__Challenge__
Convert the rows below into a numbered list, omitting any blank lines.

* * * *

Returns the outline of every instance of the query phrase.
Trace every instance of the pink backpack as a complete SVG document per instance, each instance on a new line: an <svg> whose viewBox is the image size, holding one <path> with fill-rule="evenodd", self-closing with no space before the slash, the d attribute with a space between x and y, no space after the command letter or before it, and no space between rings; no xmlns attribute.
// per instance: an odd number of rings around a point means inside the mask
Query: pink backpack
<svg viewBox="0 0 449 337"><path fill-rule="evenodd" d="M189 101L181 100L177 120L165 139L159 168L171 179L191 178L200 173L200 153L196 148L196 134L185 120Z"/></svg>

* * * *

__Answer to the exercise__
1. Returns the outline of every instance of the query phrase.
2. Trace every instance of the pink backpack as a complete SVG document per instance, each instance on a new line: an <svg> whose viewBox is the image size, holding one <path> with fill-rule="evenodd", self-closing with no space before the slash, the d attribute with a space between x and y, no space after the command letter or before it, and no space between rings; no xmlns attribute.
3. // per instance: an odd number of rings around a point means inside the mask
4. Query: pink backpack
5. <svg viewBox="0 0 449 337"><path fill-rule="evenodd" d="M189 101L181 100L177 120L165 139L159 168L171 179L191 178L200 173L200 153L196 148L196 134L185 120Z"/></svg>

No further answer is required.